**Required task**
Please print every record below exactly as it appears.

**Given records**
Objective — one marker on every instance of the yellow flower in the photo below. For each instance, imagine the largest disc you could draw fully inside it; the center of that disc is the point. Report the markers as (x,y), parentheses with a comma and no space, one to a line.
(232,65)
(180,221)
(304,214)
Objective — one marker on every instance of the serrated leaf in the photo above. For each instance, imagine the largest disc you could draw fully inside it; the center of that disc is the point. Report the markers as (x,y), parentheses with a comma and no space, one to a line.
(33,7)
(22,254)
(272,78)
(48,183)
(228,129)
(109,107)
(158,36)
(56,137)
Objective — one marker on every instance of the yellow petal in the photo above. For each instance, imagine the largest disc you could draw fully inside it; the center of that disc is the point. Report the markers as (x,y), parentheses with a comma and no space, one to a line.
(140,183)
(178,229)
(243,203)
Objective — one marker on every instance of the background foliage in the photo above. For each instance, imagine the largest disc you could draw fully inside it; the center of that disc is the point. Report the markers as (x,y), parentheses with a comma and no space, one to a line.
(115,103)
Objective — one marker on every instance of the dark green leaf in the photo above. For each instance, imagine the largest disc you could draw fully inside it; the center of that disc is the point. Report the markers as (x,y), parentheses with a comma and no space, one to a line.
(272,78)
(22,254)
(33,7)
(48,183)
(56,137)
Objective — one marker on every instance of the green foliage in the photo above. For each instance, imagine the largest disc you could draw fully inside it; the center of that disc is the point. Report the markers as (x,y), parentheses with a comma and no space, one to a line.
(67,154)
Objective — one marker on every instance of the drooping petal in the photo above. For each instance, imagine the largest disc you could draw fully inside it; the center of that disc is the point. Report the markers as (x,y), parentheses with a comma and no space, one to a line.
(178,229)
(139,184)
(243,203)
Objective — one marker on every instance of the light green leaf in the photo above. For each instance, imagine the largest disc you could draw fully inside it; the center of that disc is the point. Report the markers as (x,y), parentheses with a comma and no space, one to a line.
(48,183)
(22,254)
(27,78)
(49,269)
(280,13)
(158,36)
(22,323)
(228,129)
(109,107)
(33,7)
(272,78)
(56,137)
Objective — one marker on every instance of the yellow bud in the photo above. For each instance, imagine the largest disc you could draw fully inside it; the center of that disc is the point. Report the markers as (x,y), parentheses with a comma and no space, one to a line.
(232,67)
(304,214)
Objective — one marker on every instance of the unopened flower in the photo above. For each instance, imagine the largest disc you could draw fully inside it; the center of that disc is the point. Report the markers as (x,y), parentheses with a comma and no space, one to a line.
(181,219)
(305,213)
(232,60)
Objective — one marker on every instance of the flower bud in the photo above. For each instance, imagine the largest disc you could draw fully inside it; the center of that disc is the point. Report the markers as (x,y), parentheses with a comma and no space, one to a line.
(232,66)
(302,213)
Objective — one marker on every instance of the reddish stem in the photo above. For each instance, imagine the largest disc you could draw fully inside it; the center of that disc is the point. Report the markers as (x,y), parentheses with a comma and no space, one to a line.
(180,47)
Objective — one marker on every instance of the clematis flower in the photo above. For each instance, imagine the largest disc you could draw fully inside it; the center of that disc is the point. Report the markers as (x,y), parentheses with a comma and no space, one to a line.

**Written answer**
Objective — one marker on every instance of the yellow flower in the photo below. For each instance, imagine the largest disc you could draw fully inside it; the center of that disc is the point. Report the markers as (x,y), parentheses with a comma and no space, one to a line.
(232,65)
(180,221)
(304,214)
Objective — one marker on every instance of the serrated leaf in the photo above. For each instance, imagine the largest disc you could draw fully inside it; the center of that disc is the point. Report the markers as (x,y), parentheses with a comma and no space, one to a line.
(33,7)
(22,254)
(272,78)
(48,183)
(228,129)
(109,107)
(158,36)
(56,137)
Objective — one marker on every instance of the yellow petal in the photo above. For each instance, imagine the largest disc you could draw fully inside it; the center of that disc is the point. Report the markers as (x,y), parentheses with a comma and no space, one to a line.
(140,183)
(178,229)
(243,203)
Objective — one marker on every instance of the background foliage in the photo above. For each instance, imagine the largest disc you could draw fully inside it; the center of that disc is the point. Report the markers as (x,y), parentheses with a comma and no space, one to a line.
(115,103)
Objective — one marker on every instance of the dark green leaf in the photo above. For each instance, imagine the largest disc you could draw fully inside it; the center of that disc is the point. Report the markers as (x,y), parentheses with a comma and no space, one to a line.
(272,78)
(22,254)
(33,7)
(48,183)
(56,137)
Objective — one marker on every instance of the green foliage in the photo above. For each instance, imagine the largest disc you could draw fully inside it; the center of that disc is the point. Report the markers as (x,y), parentheses with a comma and no space, one to a line.
(67,154)
Objective — one marker on every instance of the drooping petal in the photo above. For each instance, imagine the largest disc you could draw fully inside it; the center of that disc is the point. Report the markers as (x,y), parentheses with a comma and no space, one to a line.
(178,229)
(139,184)
(243,203)
Objective — one marker on every instance of the light green leaf in the photo above. For each instance, imagine the largest disc you could draw fully inside it; the center of that disc is the point. Report the markers as (x,y), parentheses with a comma and no space, one to a line.
(48,183)
(22,254)
(27,78)
(49,269)
(280,13)
(158,36)
(22,323)
(228,129)
(109,107)
(33,7)
(272,78)
(56,137)
Objective — one marker on every instance of the yellow bud in the photo above. For each instance, imagine the largest disc you could draw fully inside it; the center of that disc is the point. Report the markers as (x,y), parentheses with a comma and no space, one to a line.
(232,67)
(304,214)
Objective — one marker on every instance of the unopened flower in the photo above. For each instance, imagine the largest disc you could draw fully inside it; the center of that disc is the point. Report the markers as (x,y), parentheses with a comma and no space, one to a line.
(181,219)
(305,213)
(232,60)
Objective — one marker on every instance of the flower bud in the photo above. For each instance, imagine the largest disc you could draw fully inside it; the center of that disc is the point. Report the markers as (x,y), parentheses with a comma and no space, one to a line.
(232,66)
(302,213)
Objective — one marker on every instance of the reddish stem in the photo above. For each instance, imagine the largest disc you could draw fully inside it; the center of that disc is the point. Report the markers as (x,y), parentheses with a comma and no space, one to a line.
(180,47)
Objective — one marker on every instance of the clematis flower in the photo above. For each instance, imagine the largest disc you could draw fully inside it; the center of that disc is the point. Report the markers as (x,y), parentheses with a comma and no space, one to a line.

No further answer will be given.